- Set tasks:
1 - List every company that the article on the PGA Tour's media rights deal names with a corporate suffix (Inc., Corp. or Co.).
2 - Write a continuation of the article on the PGA Tour's television and streaming rights deal.

- Text extract:
By Joe Flint 

The PGA Tour is getting a 75% pay bump for the rights to air its golf tournaments on television and streaming services, people familiar with the matter said, a sizable increase that shows the growing value of live sports to traditional and digital media platforms.

As part of a nine-year deal with ViacomCBS Inc., Comcast Corp. and Walt Disney Co. taking effect in 2022, the PGA Tour will see its average rights fee rise to more than $700 million annually from the current $400 million, the people said.

ViacomCBS, parent of the CBS broadcast network, and Comcast, parent of NBC and the Golf Channel, renewed their existing deals with the Tour, while Walt Disney's digital platform ESPN+ will become the exclusive streaming home for PGA Tour Live. Currently, it is distributed through the NBC Sports Gold streaming service and Amazon.com Inc.'s Prime Video.

With more consumers choosing to view content in an on-demand form, sports remains one of the few must-watch-now forms of entertainment, making it very valuable to advertisers.

"We benefited from that," said Rick Anderson, chief media officer for the PGA Tour.

- Rows:
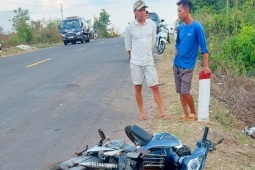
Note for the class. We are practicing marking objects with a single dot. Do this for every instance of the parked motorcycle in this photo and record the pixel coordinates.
(159, 151)
(162, 37)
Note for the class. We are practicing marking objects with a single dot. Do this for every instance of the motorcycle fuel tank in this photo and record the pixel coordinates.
(162, 140)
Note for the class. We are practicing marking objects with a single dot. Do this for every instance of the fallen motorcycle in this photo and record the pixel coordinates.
(159, 151)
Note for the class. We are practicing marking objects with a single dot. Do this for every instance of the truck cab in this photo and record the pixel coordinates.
(74, 29)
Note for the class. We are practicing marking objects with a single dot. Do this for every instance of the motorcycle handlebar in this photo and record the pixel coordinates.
(101, 134)
(205, 134)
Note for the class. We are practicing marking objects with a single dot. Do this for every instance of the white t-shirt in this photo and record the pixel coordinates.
(140, 39)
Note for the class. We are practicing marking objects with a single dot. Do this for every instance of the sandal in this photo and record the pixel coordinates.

- Written answers:
1 - ViacomCBS Inc., Comcast Corp., Walt Disney Co., Amazon.com Inc.

2 -
PGA Tour Commissioner Jay Monahan said the deals with existing partners and the new ESPN+ deal -- combined with Discovery Communications Inc.'s 2018 international rights pact valued at $2 billion -- "is a transformation" and a "new day" for the Tour.

Golf gets small TV audiences compared with professional football and basketball but reaches high-income viewers that appeal to advertisers including financial firms, car manufacturers and makers of luxury goods.

"The PGA Tour is a foundational sport for us," CBS Sports Chairman Sean McManus said. He declined to comment on the financial terms.

NBC Sports Group President Pete Bevacqua said as part of the new deal, the PGA Tour would take on a greater role in programming and producing at NBC's Golf Channel. Mr. Bevacqua said talks about rebranding the Golf Channel to reflect the significance of the PGA Tour to the network are ongoing.

ESPN+ will offer 4,000 hours of coverage annually over 36 PGA tournaments, more than the PGA Tour's current streaming partners offer.

"This will set ESPN+ as a must-have for golf fans," said Russell Wolfe, executive vice president of ESPN+. ESPN+, which has 7.6 million subscribers, costs $4.99 a month.

Mr. Anderson is hoping a partnership with ESPN+ can give the Tour larger visibility on other ESPN platforms.

As part of the PGA Tour's new agreements with CBS and NBC, both networks have committed to finding ways to market the Tour and its stars outside of golf coverage.

CBS's Mr. McManus said that could include having a golfer on Nickelodeon's "Kids' Choice Awards" and promoting the Tour on other Viacom platforms such as MTV. "We're going to be very creative and very aggressive in trying to promote the tour and its players," he said.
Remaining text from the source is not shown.